§ SHORT TASK:
Copy each of the lines below word for word, without changing anything. Leave the pictures out of your reply.

§ MATERIAL PROVIDED:

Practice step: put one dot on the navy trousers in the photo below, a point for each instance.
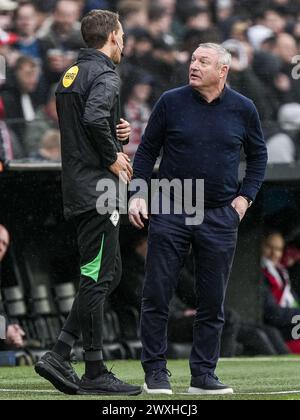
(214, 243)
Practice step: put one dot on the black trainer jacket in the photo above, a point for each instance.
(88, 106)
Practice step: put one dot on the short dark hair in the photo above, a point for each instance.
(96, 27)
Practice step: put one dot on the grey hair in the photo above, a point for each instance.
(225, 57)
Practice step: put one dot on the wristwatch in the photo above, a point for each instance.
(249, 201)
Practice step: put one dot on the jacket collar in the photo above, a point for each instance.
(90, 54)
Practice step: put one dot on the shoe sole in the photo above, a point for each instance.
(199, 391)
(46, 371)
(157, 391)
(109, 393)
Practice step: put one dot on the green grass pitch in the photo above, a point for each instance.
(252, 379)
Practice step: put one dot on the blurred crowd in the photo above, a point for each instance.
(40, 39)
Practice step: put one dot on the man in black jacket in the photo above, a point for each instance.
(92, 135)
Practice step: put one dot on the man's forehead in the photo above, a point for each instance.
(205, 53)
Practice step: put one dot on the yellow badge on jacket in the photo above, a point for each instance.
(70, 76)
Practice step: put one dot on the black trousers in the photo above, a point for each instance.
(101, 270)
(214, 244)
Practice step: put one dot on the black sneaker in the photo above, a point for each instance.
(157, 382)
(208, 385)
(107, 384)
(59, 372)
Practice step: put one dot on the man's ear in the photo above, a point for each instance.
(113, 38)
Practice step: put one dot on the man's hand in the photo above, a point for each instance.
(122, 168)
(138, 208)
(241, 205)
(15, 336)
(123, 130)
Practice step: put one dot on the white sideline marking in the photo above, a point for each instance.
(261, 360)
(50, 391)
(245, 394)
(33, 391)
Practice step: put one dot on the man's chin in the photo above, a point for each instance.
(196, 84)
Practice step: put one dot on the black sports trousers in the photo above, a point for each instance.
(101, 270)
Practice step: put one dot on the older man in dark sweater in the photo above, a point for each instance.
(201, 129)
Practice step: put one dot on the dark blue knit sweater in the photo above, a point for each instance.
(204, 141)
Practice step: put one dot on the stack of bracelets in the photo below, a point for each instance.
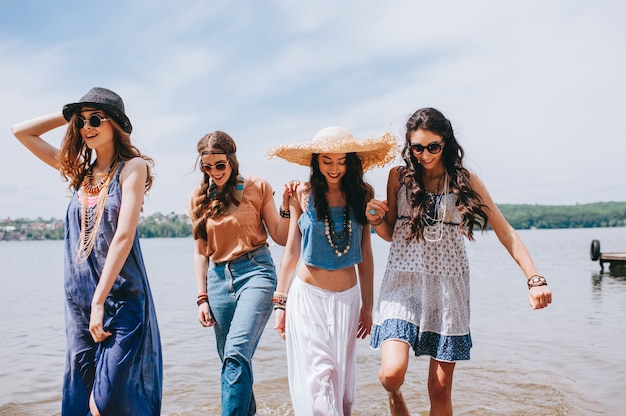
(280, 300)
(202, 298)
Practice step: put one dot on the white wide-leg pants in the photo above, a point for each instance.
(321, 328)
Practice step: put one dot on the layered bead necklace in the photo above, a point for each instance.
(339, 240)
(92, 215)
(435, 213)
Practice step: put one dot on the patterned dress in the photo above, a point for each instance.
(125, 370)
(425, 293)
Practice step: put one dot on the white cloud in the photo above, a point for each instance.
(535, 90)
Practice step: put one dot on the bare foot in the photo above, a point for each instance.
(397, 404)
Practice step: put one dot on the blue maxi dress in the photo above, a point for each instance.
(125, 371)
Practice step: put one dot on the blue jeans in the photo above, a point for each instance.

§ WRITTEN REPLY:
Practice step: put one dot on the navy trousers in the photo below, a point for each instance.
(214, 243)
Practice step: put one dot on the black trainer jacket in the photo above, a point for each instance.
(88, 106)
Practice step: put one dot on the short dark hair in the photo above, a point for each instance.
(96, 27)
Practice step: put one dot on the grey hair in the photo above, a point for each instance.
(225, 57)
Practice step: put one dot on the wristwatch in the photo above, a point for each instance.
(249, 201)
Practice step: put one dot on the jacket collar in the photo above, a point for each instance.
(90, 54)
Practice step: put one dot on the shoe sole in the photo above, a point for each instance.
(199, 391)
(46, 371)
(157, 391)
(109, 393)
Practice step: put one dot on the green grass pitch in the photo above, a point for each instance.
(252, 379)
Practice step: put one dot on the blurred crowd in the photo above, a point for each instance.
(40, 39)
Practice step: put one dot on the man in black jacket in the photo above, a point for each instance.
(92, 135)
Practice step: put one dot on the man's forehead in the photo above, a point for each instance.
(205, 53)
Practice step: put one dot on the yellow badge on jacket in the photo above, a point for each instance.
(70, 76)
Practice step: put one dot on the black trousers in the photo above, a point for each instance.
(101, 270)
(214, 244)
Practice step: put one dot on the black sneaker in the photo above, a point for each instance.
(157, 382)
(208, 385)
(107, 384)
(59, 372)
Practice step: put one dot on the man's ear in the photo above, a point for each instance.
(113, 38)
Practice step: put one dot on the man's hand in the photo above, a point for each instance.
(122, 168)
(138, 208)
(241, 205)
(15, 336)
(123, 130)
Practice step: put one dot on the white sideline marking in the photo above, a point for each instance.
(261, 360)
(50, 391)
(245, 394)
(33, 391)
Practice step: put one dot on the man's chin in the photo above, a point for each instance.
(196, 84)
Practice step: put one dot on the black sports trousers in the photo above, a point for each instance.
(101, 270)
Practice step: put one dot on the older man in dark sweater in the photo above, a point for each instance.
(201, 129)
Practice step: put one dot on the dark blue knit sweater in the photo above, a point for each instance.
(204, 141)
Practice step: put one dot on the stack of bracelets in the photo below, a point for each instance.
(280, 300)
(202, 298)
Practice step: put one dot on the white wide-leg pants in the photo above, a point for each instance.
(321, 328)
Practice step: put one dot on the layered bead necklace in the photo above, a point for each instance.
(339, 240)
(92, 215)
(435, 213)
Practice step: put one dot on the patterned dress in the photo above, a point for each instance.
(125, 370)
(425, 293)
Practice step: put one dot on the white cloud in the photo above, a point for each instance.
(535, 90)
Practice step: put one dot on the bare foot in the photo above, a point for each instance.
(397, 404)
Practice step: put one dot on the blue maxi dress in the photo above, a point for each instance.
(125, 371)
Practice step: put one dot on the blue jeans in the photo above, a point for each instance.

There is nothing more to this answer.